= TEXT SECTION =
The pros and cons of using deep reinforcement learning or genetic algorithms to design control schemes for quantum state transfer on qubit chains

TL;DR

This paper compares deep reinforcement learning and genetic algorithms for controlling quantum state transfer in qubit chains, highlighting their respective strengths in fidelity and robustness under noise.

Contribution

It introduces two control methods for quantum state transfer and analyzes their performance, revealing the conditions where each method excels.

Findings

Genetic algorithms achieve high fidelity at short transmission times.

Reinforcement learning provides more robust control under noisy conditions.

Both methods outperform traditional approaches in specific regimes.

= MATERIAL SUPPLIED =
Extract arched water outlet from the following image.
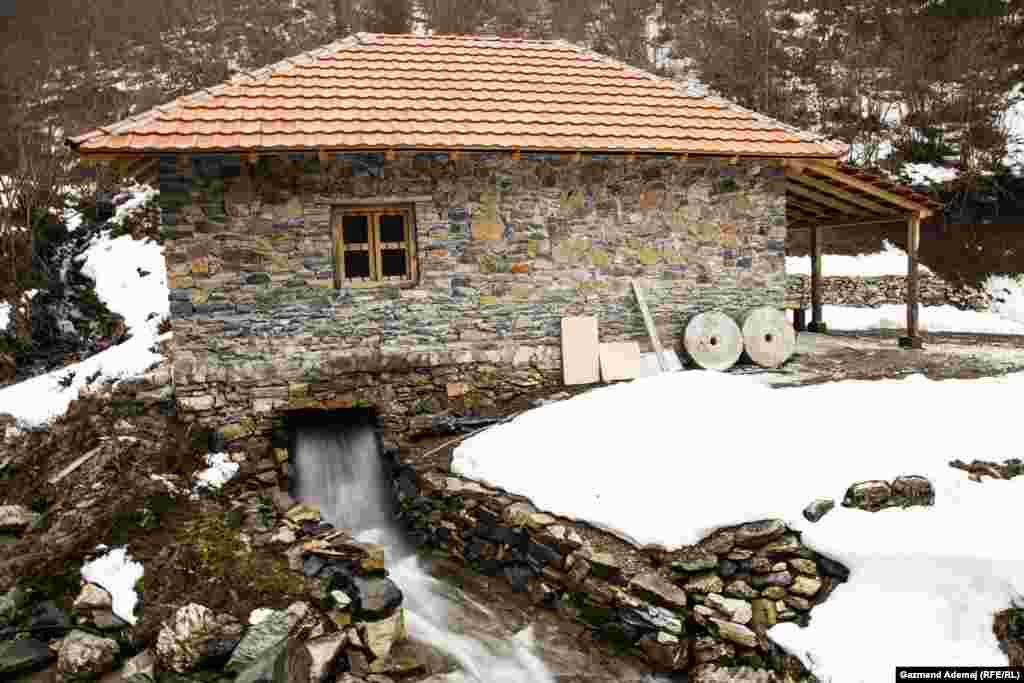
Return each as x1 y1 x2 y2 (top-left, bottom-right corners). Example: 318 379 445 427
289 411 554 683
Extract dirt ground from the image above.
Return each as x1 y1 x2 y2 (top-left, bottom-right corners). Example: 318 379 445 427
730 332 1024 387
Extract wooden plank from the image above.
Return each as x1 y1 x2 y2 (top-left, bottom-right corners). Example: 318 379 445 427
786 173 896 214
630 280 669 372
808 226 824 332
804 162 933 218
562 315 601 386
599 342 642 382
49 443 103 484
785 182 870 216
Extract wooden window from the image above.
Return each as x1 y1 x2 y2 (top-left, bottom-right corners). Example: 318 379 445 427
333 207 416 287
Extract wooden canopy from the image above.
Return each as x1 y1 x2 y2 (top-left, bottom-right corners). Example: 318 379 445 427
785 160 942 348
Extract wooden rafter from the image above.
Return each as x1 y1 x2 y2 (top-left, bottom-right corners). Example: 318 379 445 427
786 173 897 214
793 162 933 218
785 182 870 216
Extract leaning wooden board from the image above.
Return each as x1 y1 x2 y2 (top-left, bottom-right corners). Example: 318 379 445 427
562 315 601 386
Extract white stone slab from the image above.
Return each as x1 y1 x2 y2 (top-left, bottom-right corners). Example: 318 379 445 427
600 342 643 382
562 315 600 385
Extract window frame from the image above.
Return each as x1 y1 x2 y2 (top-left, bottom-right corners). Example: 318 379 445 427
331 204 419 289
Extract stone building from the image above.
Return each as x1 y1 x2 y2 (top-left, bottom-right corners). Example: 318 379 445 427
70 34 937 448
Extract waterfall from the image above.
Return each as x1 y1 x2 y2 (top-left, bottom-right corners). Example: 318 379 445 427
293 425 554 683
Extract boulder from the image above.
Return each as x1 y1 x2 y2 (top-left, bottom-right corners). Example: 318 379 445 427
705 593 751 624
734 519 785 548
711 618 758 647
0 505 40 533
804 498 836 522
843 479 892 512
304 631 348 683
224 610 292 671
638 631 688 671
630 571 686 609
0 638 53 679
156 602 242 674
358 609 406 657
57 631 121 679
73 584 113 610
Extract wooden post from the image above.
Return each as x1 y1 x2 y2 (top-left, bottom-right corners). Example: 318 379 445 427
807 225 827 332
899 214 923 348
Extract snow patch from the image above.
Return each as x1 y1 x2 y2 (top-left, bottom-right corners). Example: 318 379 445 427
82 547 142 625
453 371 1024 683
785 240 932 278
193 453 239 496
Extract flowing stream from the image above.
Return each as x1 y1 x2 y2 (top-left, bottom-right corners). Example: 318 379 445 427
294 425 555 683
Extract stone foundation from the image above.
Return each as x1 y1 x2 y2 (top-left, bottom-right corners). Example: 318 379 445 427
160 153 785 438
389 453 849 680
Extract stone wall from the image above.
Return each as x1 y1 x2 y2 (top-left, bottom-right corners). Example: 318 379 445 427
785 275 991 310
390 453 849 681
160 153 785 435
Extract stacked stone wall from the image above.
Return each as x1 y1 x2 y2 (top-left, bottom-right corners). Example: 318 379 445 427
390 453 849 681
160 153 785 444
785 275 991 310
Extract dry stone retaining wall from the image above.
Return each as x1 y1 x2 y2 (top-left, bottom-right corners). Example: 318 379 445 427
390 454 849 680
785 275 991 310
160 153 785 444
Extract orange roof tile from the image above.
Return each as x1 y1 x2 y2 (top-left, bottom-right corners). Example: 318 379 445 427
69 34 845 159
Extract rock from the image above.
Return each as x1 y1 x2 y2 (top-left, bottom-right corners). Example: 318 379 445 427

= WHAT TO WORK ON =
Continue the summary of the paper comparing deep reinforcement learning and genetic algorithms for quantum state transfer on qubit chains, picking up after its final line.

= ANSWER FOR THE TASK =
Abstract

In recent years, control methods based on different optimization techniques have shed light on the possibilities of processing information in many quantum systems. When exploring the transmission of quantum states, faster transmission times are mandatory to avoid the deleterious effects of multiple sources of decoherence that spoil the transmission process. In particular, using Reinforcement Learning to devise sequences of step-wise external controls provides good transfer policies at short transmission times. We present two approaches to control the transmission of quantum states in qubit chains using external controls to force the dynamical evolution of the chain state. The first approach relies on the well-known Genetic Algorithm to generate a sequence of external controls, while the second approach uses a variant of Reinforcement Learning. The Genetic algorithm achieves excellent transmission fidelity at as short transmission times as Reinforcement Learning, surpassing the fidelities achieved by the latter method. Nevertheless, the Reinforcement Learning method offers robust control policies when the control pulses are noisy enough, owing to an imperfect timing of the pulses, deficient control devices, or other sources of phase decoherence. We present the regime where each method is best suited to control the transmission of arbitrary qubit states.